**What this task involves:** From the first line to the last, restate the records word for word, skipping the pictures.

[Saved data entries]
==*==
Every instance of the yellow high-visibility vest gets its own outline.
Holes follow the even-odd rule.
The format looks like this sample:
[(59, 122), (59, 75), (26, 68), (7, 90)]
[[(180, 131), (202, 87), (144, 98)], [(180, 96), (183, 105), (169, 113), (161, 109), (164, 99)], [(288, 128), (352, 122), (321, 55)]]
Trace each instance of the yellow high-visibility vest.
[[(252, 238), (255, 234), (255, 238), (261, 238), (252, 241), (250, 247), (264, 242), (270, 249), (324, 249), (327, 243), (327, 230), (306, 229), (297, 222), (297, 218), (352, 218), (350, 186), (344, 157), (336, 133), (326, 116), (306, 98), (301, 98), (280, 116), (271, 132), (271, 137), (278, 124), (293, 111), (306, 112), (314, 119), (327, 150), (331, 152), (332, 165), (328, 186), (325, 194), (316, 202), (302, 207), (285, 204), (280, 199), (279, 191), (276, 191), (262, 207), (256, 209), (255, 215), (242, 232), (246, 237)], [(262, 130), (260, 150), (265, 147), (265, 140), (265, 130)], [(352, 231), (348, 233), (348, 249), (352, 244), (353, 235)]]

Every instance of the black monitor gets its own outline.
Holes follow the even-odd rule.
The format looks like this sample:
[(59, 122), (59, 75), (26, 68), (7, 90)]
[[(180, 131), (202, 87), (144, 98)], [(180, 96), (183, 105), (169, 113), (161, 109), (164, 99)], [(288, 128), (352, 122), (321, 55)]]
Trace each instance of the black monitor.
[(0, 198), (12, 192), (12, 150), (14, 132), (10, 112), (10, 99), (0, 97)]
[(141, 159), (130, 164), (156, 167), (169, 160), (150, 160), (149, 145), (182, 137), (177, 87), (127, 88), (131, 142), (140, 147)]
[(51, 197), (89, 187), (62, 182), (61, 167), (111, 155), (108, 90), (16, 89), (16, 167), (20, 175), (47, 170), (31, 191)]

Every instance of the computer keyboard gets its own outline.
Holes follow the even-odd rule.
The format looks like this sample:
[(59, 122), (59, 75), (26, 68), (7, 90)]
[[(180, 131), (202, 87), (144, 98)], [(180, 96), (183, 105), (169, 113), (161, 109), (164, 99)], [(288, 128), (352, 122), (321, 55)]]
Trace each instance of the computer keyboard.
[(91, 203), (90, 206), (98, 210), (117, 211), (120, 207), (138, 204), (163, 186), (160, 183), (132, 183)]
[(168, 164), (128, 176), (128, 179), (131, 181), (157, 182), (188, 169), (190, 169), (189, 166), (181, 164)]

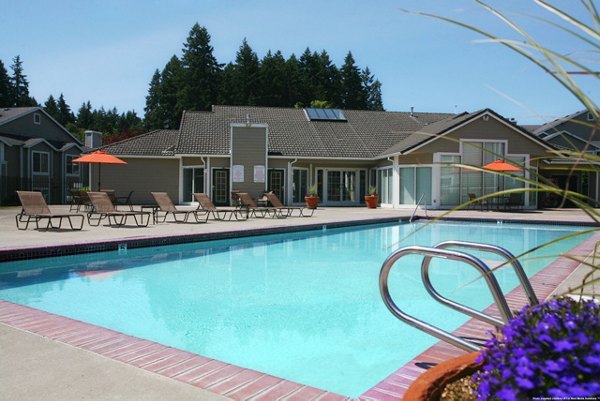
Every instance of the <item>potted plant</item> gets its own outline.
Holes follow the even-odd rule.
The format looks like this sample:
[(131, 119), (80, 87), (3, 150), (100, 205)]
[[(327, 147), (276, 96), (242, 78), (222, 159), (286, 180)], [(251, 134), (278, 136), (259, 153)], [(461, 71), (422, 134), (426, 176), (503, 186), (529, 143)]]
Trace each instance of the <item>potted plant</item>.
[(446, 385), (470, 375), (475, 384), (465, 391), (474, 394), (465, 393), (458, 399), (597, 396), (600, 304), (560, 297), (526, 306), (501, 333), (492, 335), (481, 353), (450, 359), (428, 370), (411, 385), (405, 399), (437, 400)]
[(311, 185), (308, 188), (308, 192), (304, 197), (304, 201), (306, 202), (306, 207), (308, 209), (316, 209), (319, 205), (319, 196), (317, 195), (317, 185)]
[(369, 187), (369, 194), (365, 195), (365, 203), (369, 209), (377, 209), (379, 203), (379, 196), (377, 195), (377, 188), (374, 186)]

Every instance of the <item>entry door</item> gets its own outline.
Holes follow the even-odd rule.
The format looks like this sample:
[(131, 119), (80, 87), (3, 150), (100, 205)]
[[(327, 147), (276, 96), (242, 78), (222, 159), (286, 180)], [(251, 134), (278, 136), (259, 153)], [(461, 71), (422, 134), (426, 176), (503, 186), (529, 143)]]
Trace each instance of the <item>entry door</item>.
[(273, 191), (282, 203), (285, 203), (284, 194), (284, 170), (271, 169), (268, 173), (267, 188), (269, 191)]
[(212, 201), (215, 206), (229, 205), (229, 169), (213, 169)]

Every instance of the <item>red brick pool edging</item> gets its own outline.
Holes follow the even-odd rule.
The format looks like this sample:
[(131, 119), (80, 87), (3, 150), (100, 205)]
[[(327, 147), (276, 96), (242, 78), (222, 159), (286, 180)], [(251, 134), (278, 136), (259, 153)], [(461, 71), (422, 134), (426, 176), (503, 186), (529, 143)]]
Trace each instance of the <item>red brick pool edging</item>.
[[(595, 243), (599, 240), (600, 234), (594, 234), (569, 251), (569, 254), (585, 258), (592, 253)], [(579, 264), (575, 260), (561, 257), (535, 274), (531, 278), (531, 284), (538, 298), (548, 297)], [(515, 310), (525, 305), (527, 298), (521, 287), (517, 287), (507, 295), (507, 301), (511, 309)], [(486, 311), (493, 313), (494, 307), (489, 307)], [(188, 383), (233, 400), (350, 400), (339, 394), (2, 299), (0, 299), (0, 323)], [(461, 336), (481, 337), (490, 328), (489, 325), (471, 319), (454, 333)], [(438, 342), (355, 400), (400, 400), (408, 386), (425, 371), (425, 366), (462, 354), (463, 351)]]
==*==
**Answer:**
Every instance of the yellow high-visibility vest gets its own outline.
Holes follow the even-odd rule.
The format looks like this sample:
[(59, 122), (59, 75), (26, 68), (7, 90)]
[[(180, 131), (202, 87), (144, 98)], [(180, 96), (183, 105), (169, 113), (161, 109), (164, 99)], [(288, 128), (352, 122), (321, 55)]]
Trace each instance of the yellow high-visibility vest.
[[(252, 238), (255, 234), (255, 238), (261, 238), (252, 241), (250, 247), (264, 242), (270, 249), (324, 249), (327, 243), (327, 230), (306, 229), (297, 222), (297, 218), (352, 218), (350, 186), (344, 157), (336, 133), (326, 116), (306, 98), (301, 98), (280, 116), (271, 132), (271, 137), (278, 124), (293, 111), (306, 112), (314, 119), (327, 150), (331, 152), (332, 165), (328, 186), (325, 194), (316, 202), (302, 207), (285, 204), (280, 199), (279, 191), (276, 191), (262, 207), (256, 209), (255, 215), (242, 232), (246, 237)], [(262, 130), (260, 150), (265, 147), (265, 140), (265, 130)], [(352, 231), (348, 233), (348, 249), (352, 244), (353, 235)]]

Every instance of the black monitor gets its own outline.
Holes follow the even-odd rule.
The format looks like this sample:
[(59, 122), (59, 75), (26, 68), (7, 90)]
[[(180, 131), (202, 87), (144, 98)], [(180, 96), (183, 105), (169, 113), (161, 109), (164, 99)], [(288, 128), (352, 122), (321, 55)]]
Trace each instance of the black monitor.
[(0, 198), (12, 192), (12, 150), (14, 132), (10, 112), (10, 99), (0, 97)]
[(141, 159), (130, 164), (156, 167), (169, 160), (150, 160), (149, 145), (182, 137), (177, 87), (127, 88), (131, 142), (140, 147)]
[(51, 197), (89, 187), (62, 182), (61, 167), (111, 155), (108, 90), (16, 89), (16, 167), (20, 175), (47, 170), (31, 191)]

Every instance of the computer keyboard gets its own outline.
Holes follow the even-odd rule.
The format looks like this sample:
[(59, 122), (59, 75), (26, 68), (7, 90)]
[[(180, 131), (202, 87), (144, 98)], [(180, 96), (183, 105), (169, 113), (161, 109), (164, 99)], [(288, 128), (352, 122), (321, 55)]]
Trace each instance of the computer keyboard.
[(91, 203), (90, 206), (98, 210), (117, 211), (120, 207), (138, 204), (163, 186), (160, 183), (132, 183)]
[(168, 164), (128, 176), (128, 179), (131, 181), (157, 182), (188, 169), (190, 169), (189, 166), (181, 164)]

Every instance of the <item>potted plant</item> gets its own outline.
Holes follow the even-odd rule.
The format looks like this sample:
[(131, 119), (80, 87), (3, 150), (100, 205)]
[[(327, 147), (276, 96), (242, 78), (222, 159), (286, 180)], [(251, 134), (278, 136), (259, 153)], [(461, 71), (422, 134), (426, 176), (503, 186), (529, 143)]]
Trace each instance of the <item>potted plant</item>.
[(446, 385), (470, 375), (475, 384), (465, 391), (474, 394), (465, 393), (458, 399), (597, 396), (600, 304), (560, 297), (526, 306), (501, 333), (492, 335), (481, 353), (450, 359), (428, 370), (411, 385), (405, 399), (437, 400)]
[(311, 185), (308, 188), (308, 192), (304, 197), (304, 201), (306, 202), (306, 207), (308, 209), (316, 209), (319, 205), (319, 196), (317, 195), (317, 185)]
[(369, 187), (369, 194), (365, 195), (365, 203), (369, 209), (377, 209), (379, 203), (379, 196), (377, 195), (377, 188), (374, 186)]

Every instance of the <item>entry door</item> gets its own outline.
Holes follow the even-odd rule.
The format looks like this sample:
[(131, 119), (80, 87), (3, 150), (100, 205)]
[[(327, 147), (276, 96), (242, 78), (222, 159), (286, 180)], [(251, 134), (278, 136), (259, 153)], [(461, 71), (422, 134), (426, 176), (503, 186), (529, 143)]]
Trace each instance of the <item>entry door</item>.
[(273, 191), (282, 203), (285, 203), (284, 194), (284, 170), (271, 169), (268, 173), (267, 188), (269, 191)]
[(212, 201), (215, 206), (229, 205), (229, 169), (213, 169)]

Every instance of the <item>red brick pool edging</item> gets its own outline.
Holes follow the even-odd rule.
The format looks like this sample:
[(131, 119), (80, 87), (3, 150), (100, 205)]
[[(327, 147), (276, 96), (242, 78), (222, 159), (286, 180)], [(251, 134), (278, 136), (259, 153)], [(461, 71), (422, 134), (426, 176), (503, 186), (529, 143)]]
Trace each instance of the <item>red brick pool edging</item>.
[[(595, 243), (599, 240), (600, 234), (594, 234), (569, 251), (569, 254), (585, 258), (592, 253)], [(579, 264), (575, 260), (561, 257), (535, 274), (531, 278), (531, 284), (538, 298), (548, 297)], [(515, 310), (525, 305), (527, 298), (521, 287), (517, 287), (507, 295), (507, 301), (511, 309)], [(486, 311), (493, 313), (494, 307), (489, 307)], [(188, 383), (233, 400), (350, 400), (339, 394), (2, 299), (0, 299), (0, 323)], [(461, 336), (481, 337), (490, 328), (489, 325), (471, 319), (454, 333)], [(438, 342), (355, 400), (400, 400), (408, 386), (425, 371), (425, 366), (462, 354), (463, 351)]]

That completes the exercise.